- WHAT YOU NEED TO DO: Could you quote every one of the records below word for word, leaving the pictures out?

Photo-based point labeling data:

=======

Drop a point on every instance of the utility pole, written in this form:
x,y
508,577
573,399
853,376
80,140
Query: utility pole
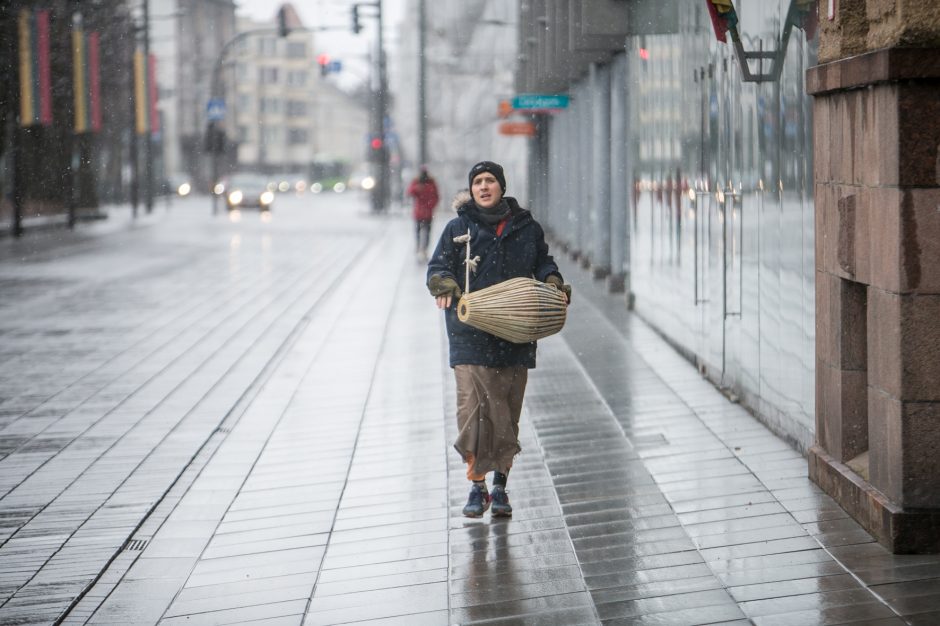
x,y
378,149
148,133
382,105
422,85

=======

- RESPONSE TO THE TASK:
Drop a point on every instance of the utility pole, written in this form:
x,y
508,577
573,399
853,376
80,140
Query: utility pole
x,y
378,149
148,133
382,105
422,85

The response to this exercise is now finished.